- [Supplied data]

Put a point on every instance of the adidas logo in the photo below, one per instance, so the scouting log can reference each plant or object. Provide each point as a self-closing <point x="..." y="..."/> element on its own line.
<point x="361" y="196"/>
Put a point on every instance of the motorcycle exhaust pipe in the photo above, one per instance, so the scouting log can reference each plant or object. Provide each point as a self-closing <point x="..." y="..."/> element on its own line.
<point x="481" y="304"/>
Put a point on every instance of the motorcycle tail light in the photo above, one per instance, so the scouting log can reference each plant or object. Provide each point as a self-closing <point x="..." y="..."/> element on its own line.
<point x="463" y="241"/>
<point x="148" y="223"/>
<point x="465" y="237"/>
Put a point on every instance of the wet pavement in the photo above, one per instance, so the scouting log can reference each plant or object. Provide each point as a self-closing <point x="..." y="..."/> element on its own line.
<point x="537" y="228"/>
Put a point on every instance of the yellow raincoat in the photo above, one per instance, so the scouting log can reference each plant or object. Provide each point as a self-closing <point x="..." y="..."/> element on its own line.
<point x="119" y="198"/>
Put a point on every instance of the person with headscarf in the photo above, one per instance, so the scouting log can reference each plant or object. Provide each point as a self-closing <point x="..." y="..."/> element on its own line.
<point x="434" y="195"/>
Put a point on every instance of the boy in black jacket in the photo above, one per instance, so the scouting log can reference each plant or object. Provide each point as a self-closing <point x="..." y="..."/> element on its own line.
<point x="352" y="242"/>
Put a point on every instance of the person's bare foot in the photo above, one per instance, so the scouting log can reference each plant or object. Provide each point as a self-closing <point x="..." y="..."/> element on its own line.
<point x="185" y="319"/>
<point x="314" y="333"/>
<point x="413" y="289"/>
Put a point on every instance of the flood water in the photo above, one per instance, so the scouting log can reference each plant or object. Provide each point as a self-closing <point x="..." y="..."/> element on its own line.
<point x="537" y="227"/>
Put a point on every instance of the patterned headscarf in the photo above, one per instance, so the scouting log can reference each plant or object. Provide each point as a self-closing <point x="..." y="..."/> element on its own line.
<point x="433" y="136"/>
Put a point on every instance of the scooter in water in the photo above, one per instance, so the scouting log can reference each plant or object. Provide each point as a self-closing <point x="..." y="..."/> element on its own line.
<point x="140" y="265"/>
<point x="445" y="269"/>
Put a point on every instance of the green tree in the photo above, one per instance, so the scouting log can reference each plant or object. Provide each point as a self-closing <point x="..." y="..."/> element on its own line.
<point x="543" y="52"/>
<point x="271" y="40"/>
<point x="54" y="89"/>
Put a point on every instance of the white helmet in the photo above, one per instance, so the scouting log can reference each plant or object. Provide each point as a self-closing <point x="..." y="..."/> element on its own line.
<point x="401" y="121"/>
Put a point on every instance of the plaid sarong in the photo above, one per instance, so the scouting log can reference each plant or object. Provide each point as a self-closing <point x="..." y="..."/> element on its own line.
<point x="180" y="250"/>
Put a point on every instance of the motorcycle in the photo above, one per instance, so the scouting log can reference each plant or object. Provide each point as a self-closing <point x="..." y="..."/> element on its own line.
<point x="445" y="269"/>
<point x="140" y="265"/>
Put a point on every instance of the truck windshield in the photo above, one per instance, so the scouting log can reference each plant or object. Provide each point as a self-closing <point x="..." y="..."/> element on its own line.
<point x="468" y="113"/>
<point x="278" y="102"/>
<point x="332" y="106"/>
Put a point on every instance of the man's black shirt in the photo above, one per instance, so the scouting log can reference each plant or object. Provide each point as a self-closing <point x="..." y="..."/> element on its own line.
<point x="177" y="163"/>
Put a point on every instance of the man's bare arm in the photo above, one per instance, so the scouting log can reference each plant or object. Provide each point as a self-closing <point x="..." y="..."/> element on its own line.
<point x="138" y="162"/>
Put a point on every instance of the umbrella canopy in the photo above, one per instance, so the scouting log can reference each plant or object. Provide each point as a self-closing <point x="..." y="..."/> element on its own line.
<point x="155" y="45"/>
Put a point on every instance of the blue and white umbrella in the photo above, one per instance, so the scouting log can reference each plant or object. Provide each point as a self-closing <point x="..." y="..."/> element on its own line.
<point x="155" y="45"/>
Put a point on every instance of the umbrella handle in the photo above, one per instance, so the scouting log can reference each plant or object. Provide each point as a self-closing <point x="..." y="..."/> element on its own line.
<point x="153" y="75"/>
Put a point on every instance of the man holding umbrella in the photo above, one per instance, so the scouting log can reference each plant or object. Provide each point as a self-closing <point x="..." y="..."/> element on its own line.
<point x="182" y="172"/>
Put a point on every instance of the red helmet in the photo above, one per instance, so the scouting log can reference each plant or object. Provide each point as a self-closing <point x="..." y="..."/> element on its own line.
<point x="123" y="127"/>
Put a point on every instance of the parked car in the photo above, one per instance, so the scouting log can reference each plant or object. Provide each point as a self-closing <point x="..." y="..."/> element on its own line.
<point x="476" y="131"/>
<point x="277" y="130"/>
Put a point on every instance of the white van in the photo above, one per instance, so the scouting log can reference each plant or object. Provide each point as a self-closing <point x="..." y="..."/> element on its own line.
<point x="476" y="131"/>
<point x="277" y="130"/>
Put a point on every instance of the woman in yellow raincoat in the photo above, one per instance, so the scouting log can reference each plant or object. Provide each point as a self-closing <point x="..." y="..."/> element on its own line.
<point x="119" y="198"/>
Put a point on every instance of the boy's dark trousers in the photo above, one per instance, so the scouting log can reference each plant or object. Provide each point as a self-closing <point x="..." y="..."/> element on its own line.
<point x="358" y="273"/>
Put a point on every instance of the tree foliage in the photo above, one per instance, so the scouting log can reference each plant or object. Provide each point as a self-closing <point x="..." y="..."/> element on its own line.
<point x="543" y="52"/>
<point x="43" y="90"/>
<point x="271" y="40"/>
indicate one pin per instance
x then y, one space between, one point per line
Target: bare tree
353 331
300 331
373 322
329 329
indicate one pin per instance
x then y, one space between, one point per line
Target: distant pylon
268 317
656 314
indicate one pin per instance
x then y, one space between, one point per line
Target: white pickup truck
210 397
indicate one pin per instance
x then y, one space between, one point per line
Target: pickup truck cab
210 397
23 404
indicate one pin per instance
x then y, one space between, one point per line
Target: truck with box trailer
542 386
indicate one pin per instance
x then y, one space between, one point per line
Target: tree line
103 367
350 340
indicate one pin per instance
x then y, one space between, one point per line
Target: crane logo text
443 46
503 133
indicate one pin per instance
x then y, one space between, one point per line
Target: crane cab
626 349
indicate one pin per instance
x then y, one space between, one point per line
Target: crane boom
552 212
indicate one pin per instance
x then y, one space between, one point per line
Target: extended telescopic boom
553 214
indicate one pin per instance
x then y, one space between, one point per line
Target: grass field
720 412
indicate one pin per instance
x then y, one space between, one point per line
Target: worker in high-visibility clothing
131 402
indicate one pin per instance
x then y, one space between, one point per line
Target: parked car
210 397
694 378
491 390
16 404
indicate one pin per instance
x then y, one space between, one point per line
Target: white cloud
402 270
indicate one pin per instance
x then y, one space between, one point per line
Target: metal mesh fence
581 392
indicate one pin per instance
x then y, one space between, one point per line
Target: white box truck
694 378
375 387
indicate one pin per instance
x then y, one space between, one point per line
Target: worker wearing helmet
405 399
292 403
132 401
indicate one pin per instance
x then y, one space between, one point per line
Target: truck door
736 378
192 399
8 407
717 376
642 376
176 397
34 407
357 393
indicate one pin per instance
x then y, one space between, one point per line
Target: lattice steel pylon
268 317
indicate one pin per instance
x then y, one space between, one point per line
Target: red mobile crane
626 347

- [What is required]
Could you return all the data above exactly as it appears?

- [Finished exercise]
Put a point on every instance of the adidas logo in the photo below, one per instance, so the scouting log can reference each plant or object. Provide each point as a self-closing <point x="..." y="..."/> element on its own line.
<point x="361" y="196"/>
Put a point on every instance of the motorcycle exhaust pipe in the photo above, one per instance, so the scouting log can reference each plant or object. Provide each point as a self-closing <point x="..." y="..."/> element on its own line.
<point x="481" y="304"/>
Put a point on every instance of the motorcycle tail light in the photo above, one per instance, so the scouting log can reference each plant or object. Provide each point as a self-closing <point x="..." y="..."/> element on its own line.
<point x="463" y="241"/>
<point x="148" y="223"/>
<point x="465" y="237"/>
Put a point on every instance of the wet pavement in the photo above, one per instance, so the scouting log can reference each plant or object. Provide each point as a self-closing <point x="..." y="..."/> element on its own line.
<point x="537" y="228"/>
Put a point on every instance of the yellow raincoat in the photo above, one per instance, so the scouting log can reference each plant or object. Provide each point as a self-closing <point x="..." y="..."/> element on its own line.
<point x="119" y="198"/>
Put a point on every instance of the person with headscarf in the photo above, one per instance, so the scouting log can reference each plant or object. Provide each point as a self-closing <point x="..." y="..."/> element on its own line.
<point x="434" y="195"/>
Put a point on every instance of the boy in black jacket in the photo above, one per instance, so the scouting log can reference each plant or object. Provide each point as a self-closing <point x="..." y="..."/> element on its own line.
<point x="352" y="242"/>
Put a point on every instance of the person's bare foot in the photo above, one per instance, so the scouting log can reference each plant or object. Provide each point as a self-closing <point x="..." y="..."/> element on its own line.
<point x="185" y="319"/>
<point x="314" y="333"/>
<point x="413" y="289"/>
Put a point on every instance of the flood water in the photo above, one per instance, so the scouting log can reference each plant or object. Provide each point as a self-closing <point x="..." y="..."/> element on its own line.
<point x="537" y="227"/>
Put a point on every instance of the patterned headscarf in the photo above, one per instance, so the scouting log can reference each plant or object. Provide each point as a self-closing <point x="..." y="..."/> element on its own line.
<point x="433" y="136"/>
Put a point on every instance of the scooter in water in the photo above, one per instance, so the scouting log can reference each plant or object. Provide each point as a self-closing <point x="..." y="..."/> element on its own line.
<point x="140" y="265"/>
<point x="445" y="269"/>
Put a point on every instance of the green tree in the photo above, one per instance, so the scouting log can reference each plant or object. Provide each point as a self-closing <point x="..." y="..."/> element on its own line.
<point x="543" y="52"/>
<point x="271" y="40"/>
<point x="54" y="89"/>
Put a point on every instance of the white helmet in the photo above, one per instance, so the scouting log can reference each plant or object. Provide each point as a self-closing <point x="..." y="..."/> element on its own line.
<point x="401" y="121"/>
Put a point on every instance of the plaid sarong in the photo above, one per instance, so the scouting log can reference each plant or object. Provide each point as a self-closing <point x="..." y="..."/> element on its own line.
<point x="180" y="250"/>
Put a point on every instance of the motorcycle in the photo above, one per instance, so the scouting log can reference each plant or object. Provide each point as a self-closing <point x="..." y="..."/> element on its own line.
<point x="445" y="269"/>
<point x="140" y="265"/>
Put a point on every instance of the truck windshield in the photo above, one per instance, so the scouting log can reference each plant or object. Provide each point as a self-closing <point x="..." y="..."/> element on its own line.
<point x="468" y="113"/>
<point x="278" y="102"/>
<point x="332" y="106"/>
Put a point on every instance of the man's black shirt in the photo above, one per instance, so the scouting log can reference each plant or object. Provide each point as a self-closing <point x="..." y="..."/> element on its own line.
<point x="177" y="163"/>
Put a point on every instance of the man's bare arm in the photo above, one per instance, so the scouting log can reference each plant or object. Provide each point as a self-closing <point x="..." y="..."/> element on its own line.
<point x="138" y="162"/>
Put a point on every instance of the umbrella canopy in the photo above, one per instance, so the scouting log can reference each plant or object. Provide each point as a self-closing <point x="..." y="..."/> element on its own line.
<point x="155" y="45"/>
Put a point on every instance of the blue and white umbrella in the photo above, one per instance, so the scouting log can reference each plant or object. Provide each point as a self-closing <point x="..." y="..."/> element on its own line.
<point x="155" y="45"/>
Put a point on every instance of the umbrella handle in the photo above, one per instance, so the scouting log can reference each plant or object. Provide each point as a self-closing <point x="..." y="..."/> element on its own line.
<point x="153" y="75"/>
Put a point on every instance of the man holding umbrella in the photo above, one per instance, so the scouting log can reference each plant or object. Provide each point as a self-closing <point x="..." y="..."/> element on its own line.
<point x="182" y="172"/>
Put a point on every instance of the red helmet in the photo above, one per instance, so the scouting log can reference each plant or object. Provide each point as a self-closing <point x="..." y="..."/> element on its own line.
<point x="123" y="127"/>
Put a point on every instance of the parked car in the photo above, one per instance, so the scouting log can reference each plant or object. Provide each point as a self-closing <point x="..." y="..."/> element on its own line.
<point x="476" y="131"/>
<point x="277" y="130"/>
Put a point on every instance of the white van in the photo above, one per instance, so the scouting log can reference each plant or object. Provide each point as a self-closing <point x="..." y="..."/> element on its own line.
<point x="476" y="131"/>
<point x="277" y="130"/>
Put a point on every instance of the woman in yellow raincoat in the photo above, one per instance, so the scouting log can reference each plant or object. Provide each point as a self-closing <point x="..." y="..."/> element on its own line.
<point x="119" y="198"/>
Put a point on every instance of the boy's dark trousers in the photo above, one per instance, so the scouting log can reference each plant or object. Provide each point as a self-closing <point x="..." y="..."/> element on its own line.
<point x="358" y="273"/>
Put a point on every instance of the tree foliage in the photo above, one per instance, so the scouting log can reference each plant or object. Provide each point as a self-closing <point x="..." y="..."/> element on its own line.
<point x="543" y="52"/>
<point x="43" y="90"/>
<point x="271" y="40"/>
indicate one pin per instance
x then y, one space between, one point per line
Target: bare tree
353 331
300 331
373 322
329 329
indicate one pin per instance
x then y, one space between, one point per line
Target: distant pylon
268 317
656 314
indicate one pin per instance
x then y, one space between, one point per line
Target: white pickup truck
210 397
indicate one pin per instance
x then y, one space between, one point per line
Target: pickup truck cab
210 397
23 404
indicate one pin per instance
x then y, one space between, one point per line
Target: truck with box trailer
542 386
indicate one pin per instance
x then y, one space between, one point per line
Target: tree line
103 367
350 340
indicate one pin per instance
x then y, one space between, one point per line
Target: crane logo text
443 46
503 133
indicate one pin per instance
x then y, one space between, one point per line
Target: crane cab
626 349
indicate one pin per instance
x then y, one space between, one point per line
Target: crane boom
552 212
indicate one pin per instance
x then y, one space between, one point per line
Target: extended telescopic boom
553 214
indicate one pin per instance
x then y, one space between, one point per line
Target: grass field
720 412
indicate one pin per instance
x then y, one space between, one point per line
Target: worker in high-visibility clothing
131 402
indicate one pin per instance
x then y, one space between, one point per line
Target: parked car
210 397
694 378
491 390
16 404
indicate one pin per instance
x then y, one space between, one point per line
Target: white cloud
402 270
indicate one pin per instance
x then y, one space between, one point per line
Target: metal mesh fence
581 392
indicate one pin per instance
x then y, one space between, one point per line
Target: white box truck
694 378
375 387
indicate one pin per instance
x then y, one space between, one point per line
Target: worker wearing helmet
405 399
292 403
132 401
indicate one pin per instance
x then y, one space between, one point per line
Target: truck door
736 378
192 399
8 407
717 376
642 376
176 397
34 407
357 393
indicate one pin per instance
x then y, one space between, one point per line
Target: lattice steel pylon
268 317
indicate one pin per instance
x then y, one space between, one point per line
Target: red mobile crane
626 347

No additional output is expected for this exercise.